• _Document segment_:
# Happy Valley Corn Whiskey Bottle



## stormcrow (Feb 11, 2005)

Greetings! I was hoping someone could help me with a bottle I found. It's a clear, long-necked, corked-type round bottle with the following embossed in the glass:

 Happy Valley Corn Whiskey
 Guaranteed 100 Proof
 E.Gouge & Co.
 Bristol, VA-TENN.
 30oz

 I found the bottle (along with a couple more of different types) in the attic of an old kitchen. This kitchen was built (separate from the house) around 1895 near Brookneal, VA.

 All I know so far is that E. Gouge had a distillery in or near Bristol and that it was flooded out. Is this true? Can anyone tell me more about the bottle and where it came from?

 Thanks

 Tim S.
 Abingdon, MD.


----------



## TheDiggerBoy91 (Feb 11, 2005)

Looks like 1910-1915 to me. Yours is in the typical whiskey shape used from about 1890-1930.[]


----------



## BRIAN S. (Feb 11, 2005)

Hi stormcrow and welcome to the forum !
 I have seen your whiskey before....but don't have any info on them. 
 If you ever decide you might like to sell it...I might be interested !
 I am from Tennessee and collect TN. bottles. 
  Thanks , Brian


----------



## BRIAN S. (Feb 12, 2005)

Hi Rich,
 I see the info was signed " Ralph " .
 Was the info on value supplied by Ralph VanBroklin ??? 
  Brian


----------



## stormcrow (Feb 15, 2005)

Thanks all for helping me out. I'll think about selling. After all, I'm not a collector AND I'd probably end up breaking it anyway.

 Is there anyway I can get ahold of the Gouge family person and ask if he wants to buy it?

 Thanks


----------



## Anabbiec (Jan 10, 2016)

I know it's a long shot, as this post is rather old, but I'm a descendant of the family and I would love to buy this or another bottle like it. If anyone happens upon one, please send me the details. Thanks! A. Gouge


----------



## cowseatmaize (Jan 11, 2016)

Hi, keep checking ebay. I see 3 have sold in the last couple months and by 3 different sellers so they're out there.


----------



## sunrunner (Jan 11, 2016)

did you say old ? I would say ancient.


----------

• _Given request_: In the forum thread about the corn whiskey bottle, near what town was the kitchen whose attic held the bottle built?

• _Data excerpts_:
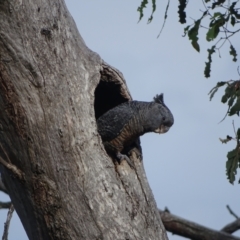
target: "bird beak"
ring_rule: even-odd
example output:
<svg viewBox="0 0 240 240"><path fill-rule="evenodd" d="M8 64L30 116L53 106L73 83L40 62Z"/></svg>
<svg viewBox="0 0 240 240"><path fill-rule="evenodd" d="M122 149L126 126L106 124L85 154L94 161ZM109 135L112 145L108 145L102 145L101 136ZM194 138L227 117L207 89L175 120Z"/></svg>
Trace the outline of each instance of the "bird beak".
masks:
<svg viewBox="0 0 240 240"><path fill-rule="evenodd" d="M170 127L167 127L167 126L164 126L164 125L161 125L159 128L157 128L154 132L155 133L166 133L168 130L169 130Z"/></svg>

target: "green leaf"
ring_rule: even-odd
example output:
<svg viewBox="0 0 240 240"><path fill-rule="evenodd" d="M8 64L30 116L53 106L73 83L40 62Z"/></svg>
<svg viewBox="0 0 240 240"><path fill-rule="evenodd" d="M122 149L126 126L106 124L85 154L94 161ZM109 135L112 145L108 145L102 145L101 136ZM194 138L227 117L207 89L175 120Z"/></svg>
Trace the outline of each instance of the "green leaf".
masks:
<svg viewBox="0 0 240 240"><path fill-rule="evenodd" d="M214 9L216 6L219 6L221 4L223 4L226 0L218 0L218 1L215 1L213 4L212 4L212 9Z"/></svg>
<svg viewBox="0 0 240 240"><path fill-rule="evenodd" d="M228 115L232 116L234 114L238 114L239 111L240 111L240 98L238 97L236 103L229 110Z"/></svg>
<svg viewBox="0 0 240 240"><path fill-rule="evenodd" d="M144 8L146 8L147 4L148 4L148 0L142 0L141 5L138 7L137 11L140 14L138 22L140 22L141 19L143 18L143 10Z"/></svg>
<svg viewBox="0 0 240 240"><path fill-rule="evenodd" d="M188 30L189 30L190 27L191 27L191 25L188 25L188 26L186 26L186 27L184 28L184 35L183 35L183 37L185 37L185 36L187 35Z"/></svg>
<svg viewBox="0 0 240 240"><path fill-rule="evenodd" d="M229 100L228 100L228 106L231 107L233 105L233 102L235 100L235 97L231 97Z"/></svg>
<svg viewBox="0 0 240 240"><path fill-rule="evenodd" d="M206 34L206 39L208 42L214 40L219 33L219 27L217 25L213 25L211 28L209 28L207 34Z"/></svg>
<svg viewBox="0 0 240 240"><path fill-rule="evenodd" d="M218 82L217 83L217 87L222 87L226 84L227 82Z"/></svg>
<svg viewBox="0 0 240 240"><path fill-rule="evenodd" d="M210 90L210 92L208 93L208 95L210 95L210 101L214 97L215 93L218 91L218 88L224 86L225 84L226 82L218 82L217 85Z"/></svg>
<svg viewBox="0 0 240 240"><path fill-rule="evenodd" d="M187 6L186 0L179 0L178 16L179 16L179 22L182 24L186 23L186 12L185 12L186 6Z"/></svg>
<svg viewBox="0 0 240 240"><path fill-rule="evenodd" d="M237 61L237 52L235 50L235 48L233 47L233 45L230 45L230 55L233 56L233 61L236 62Z"/></svg>
<svg viewBox="0 0 240 240"><path fill-rule="evenodd" d="M210 77L211 72L211 63L212 63L212 54L215 53L215 45L213 45L208 51L208 62L205 62L204 75L206 78Z"/></svg>
<svg viewBox="0 0 240 240"><path fill-rule="evenodd" d="M164 14L164 21L163 21L163 25L162 25L162 27L161 27L161 30L160 30L160 32L159 32L159 34L158 34L157 38L159 38L159 36L161 35L161 33L162 33L162 30L163 30L163 28L164 28L164 26L165 26L166 19L167 19L167 13L168 13L169 4L170 4L170 0L168 0L168 4L167 4L167 6L166 6L166 10L165 10L165 14Z"/></svg>
<svg viewBox="0 0 240 240"><path fill-rule="evenodd" d="M192 40L192 46L199 52L200 47L198 45L198 30L200 26L201 19L197 20L194 26L188 31L188 37Z"/></svg>
<svg viewBox="0 0 240 240"><path fill-rule="evenodd" d="M214 18L209 24L209 30L206 34L207 41L214 40L220 31L220 27L225 24L224 15L221 13L216 13L217 20Z"/></svg>
<svg viewBox="0 0 240 240"><path fill-rule="evenodd" d="M151 16L148 19L148 23L150 23L153 20L153 13L156 11L156 0L152 0L152 13Z"/></svg>
<svg viewBox="0 0 240 240"><path fill-rule="evenodd" d="M234 26L236 23L236 18L234 16L231 16L231 24Z"/></svg>
<svg viewBox="0 0 240 240"><path fill-rule="evenodd" d="M227 102L227 100L228 100L228 96L225 94L225 95L223 95L222 96L222 103L226 103Z"/></svg>
<svg viewBox="0 0 240 240"><path fill-rule="evenodd" d="M235 175L237 174L238 162L239 162L239 153L238 146L236 149L228 152L226 162L226 174L229 182L233 184L235 181Z"/></svg>
<svg viewBox="0 0 240 240"><path fill-rule="evenodd" d="M237 130L237 138L238 138L238 140L240 139L240 128L238 128L238 130ZM240 164L240 162L239 162L239 164Z"/></svg>
<svg viewBox="0 0 240 240"><path fill-rule="evenodd" d="M215 12L215 13L213 14L213 18L217 18L217 17L222 16L222 15L223 15L223 14L220 13L220 12Z"/></svg>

• _Response_: Near Brookneal, VA.